[WHAT THIS EXERCISE ASKS]:
1) Rewrite the paragraph of the interview preparation passage that begins "The first thing I would do" as a bulleted list, keeping its main facts.
2) In the records, start with the line containing "In this photo, each instance of the front tire" and go on through the end of the records. Rewrite those lines as a JSON list of strings with one string per line, leaving out blank lines and the pictures.

The first thing I would do when invited to an AC/interview (and for a video interview, but not in the same level of detail) would be to try to build a question bank to practice on. I would create a Word doc with a few big headings (like 'CV based questions’, ‘competency questions'; 'motivations/firm-specific questions', 'commercial awareness questions', situational judgement questions' etc) and firstly write down all the questions I could think of under each relevant heading. I would then look at my CV and find try to think of how I could leverage my experience to answer those questions. Finally, I would write 2-3 short bullet points answers under each question - I have found this helps with memorizing the ideas for your answers. This enabled me to (i) have the ideas ready to go in my mind for a high number of questions and (ii) to still sound natural as I had to go through the though process of formulating an answer in the actual interview (as I would not memorize a particular way to articular the ideas I noted down). It is also worth mentioning that at this step I would prepare particularly well for the questions I thought were very likely to come up (such as Why commercial law, Why the firm, Why me etc).

(Location annotation dataset excerpts)
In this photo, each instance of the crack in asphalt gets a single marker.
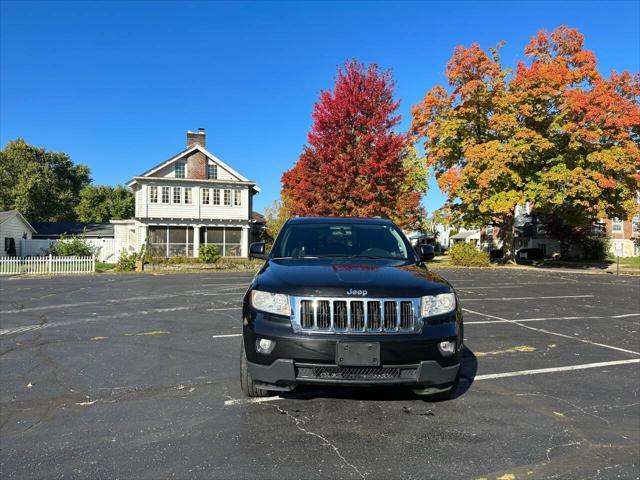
(326, 442)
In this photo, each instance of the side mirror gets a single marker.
(427, 252)
(257, 250)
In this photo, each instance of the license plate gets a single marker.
(360, 354)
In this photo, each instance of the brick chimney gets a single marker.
(196, 137)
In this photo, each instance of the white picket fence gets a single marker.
(105, 248)
(48, 264)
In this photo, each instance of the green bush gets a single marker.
(126, 262)
(209, 253)
(466, 255)
(71, 246)
(182, 259)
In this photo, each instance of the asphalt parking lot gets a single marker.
(127, 376)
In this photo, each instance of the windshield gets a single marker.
(300, 240)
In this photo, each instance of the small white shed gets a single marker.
(13, 227)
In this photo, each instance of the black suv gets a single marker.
(347, 301)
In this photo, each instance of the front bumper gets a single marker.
(302, 359)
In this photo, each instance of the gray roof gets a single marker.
(7, 214)
(463, 235)
(55, 229)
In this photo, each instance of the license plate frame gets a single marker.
(358, 354)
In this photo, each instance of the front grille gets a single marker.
(346, 315)
(355, 373)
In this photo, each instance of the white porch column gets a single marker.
(196, 240)
(141, 237)
(244, 250)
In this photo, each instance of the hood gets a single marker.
(334, 277)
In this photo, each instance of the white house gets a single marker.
(193, 198)
(13, 228)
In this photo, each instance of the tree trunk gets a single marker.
(508, 238)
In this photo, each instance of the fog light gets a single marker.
(447, 348)
(265, 346)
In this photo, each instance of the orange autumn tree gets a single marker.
(555, 133)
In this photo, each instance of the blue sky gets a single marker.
(117, 84)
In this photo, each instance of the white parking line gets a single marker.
(542, 330)
(568, 368)
(541, 319)
(227, 336)
(246, 401)
(523, 298)
(490, 376)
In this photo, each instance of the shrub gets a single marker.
(182, 259)
(126, 262)
(71, 246)
(466, 255)
(209, 253)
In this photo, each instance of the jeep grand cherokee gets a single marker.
(347, 301)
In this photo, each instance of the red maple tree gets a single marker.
(355, 164)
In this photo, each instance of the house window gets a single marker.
(227, 239)
(616, 225)
(165, 194)
(543, 248)
(170, 241)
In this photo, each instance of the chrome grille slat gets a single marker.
(390, 316)
(356, 315)
(374, 319)
(323, 315)
(406, 315)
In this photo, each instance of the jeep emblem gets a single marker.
(362, 293)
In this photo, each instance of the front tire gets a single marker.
(246, 382)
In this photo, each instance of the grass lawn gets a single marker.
(104, 267)
(633, 262)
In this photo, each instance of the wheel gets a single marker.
(246, 382)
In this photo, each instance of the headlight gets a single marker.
(277, 303)
(438, 304)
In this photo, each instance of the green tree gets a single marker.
(41, 184)
(72, 246)
(100, 203)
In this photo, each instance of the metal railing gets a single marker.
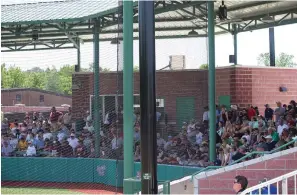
(268, 187)
(246, 156)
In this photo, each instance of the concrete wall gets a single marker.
(220, 181)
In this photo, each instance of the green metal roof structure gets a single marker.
(62, 24)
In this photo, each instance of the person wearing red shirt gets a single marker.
(251, 112)
(55, 116)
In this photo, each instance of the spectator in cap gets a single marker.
(240, 184)
(279, 111)
(270, 143)
(31, 150)
(268, 113)
(239, 154)
(73, 141)
(6, 149)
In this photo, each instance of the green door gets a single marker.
(225, 100)
(185, 110)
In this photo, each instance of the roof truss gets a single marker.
(188, 14)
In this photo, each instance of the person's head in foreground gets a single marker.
(240, 184)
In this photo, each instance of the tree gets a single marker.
(283, 60)
(91, 69)
(264, 59)
(204, 66)
(136, 68)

[COMPLETE ANSWERS]:
1)
- On being invited to an AC/interview, the first step is building a question bank to practice on. A video interview gets the same step in less detail.
- Create a Word doc with broad headings such as CV-based, competency, motivations/firm-specific, commercial awareness and situational judgement questions. Write down every question that comes to mind under each heading.
- Go through the CV and work out how that experience could be used to answer those questions.
- Write 2-3 short bullet-point answers under each question, which helps with memorizing the ideas.
- This means the ideas are ready for a large number of questions. Answers still sound natural because the exact wording is not memorized and has to be formed during the interview.
- Prepare especially well for questions very likely to come up, such as why commercial law, why the firm and why me.

2)
[
  "In this photo, each instance of the front tire gets a single marker.",
  "(246, 382)",
  "In this photo, each instance of the grass lawn gets a single marker.",
  "(104, 267)",
  "(633, 262)",
  "In this photo, each instance of the wheel gets a single marker.",
  "(246, 382)",
  "In this photo, each instance of the headlight gets a single marker.",
  "(277, 303)",
  "(438, 304)",
  "In this photo, each instance of the green tree gets a single marker.",
  "(41, 184)",
  "(72, 246)",
  "(100, 203)",
  "In this photo, each instance of the metal railing gets a single marker.",
  "(268, 187)",
  "(246, 156)",
  "In this photo, each instance of the concrete wall gets a single marker.",
  "(220, 181)",
  "In this photo, each instance of the green metal roof structure gets a single marker.",
  "(62, 24)",
  "In this photo, each instance of the person wearing red shirt gets a single marker.",
  "(251, 112)",
  "(55, 116)",
  "In this photo, each instance of the spectator in cap gets a single marker.",
  "(240, 184)",
  "(279, 111)",
  "(270, 143)",
  "(31, 150)",
  "(268, 113)",
  "(239, 154)",
  "(73, 141)",
  "(6, 149)",
  "In this photo, each instance of the green door gets a single marker.",
  "(225, 100)",
  "(185, 110)",
  "In this photo, each instance of the roof truss gets a single marker.",
  "(188, 14)",
  "In this photo, each instance of the person's head in foreground gets a single marker.",
  "(240, 184)",
  "In this photo, each instance of the tree gets a single marker.",
  "(283, 60)",
  "(91, 69)",
  "(264, 59)",
  "(204, 66)",
  "(136, 68)"
]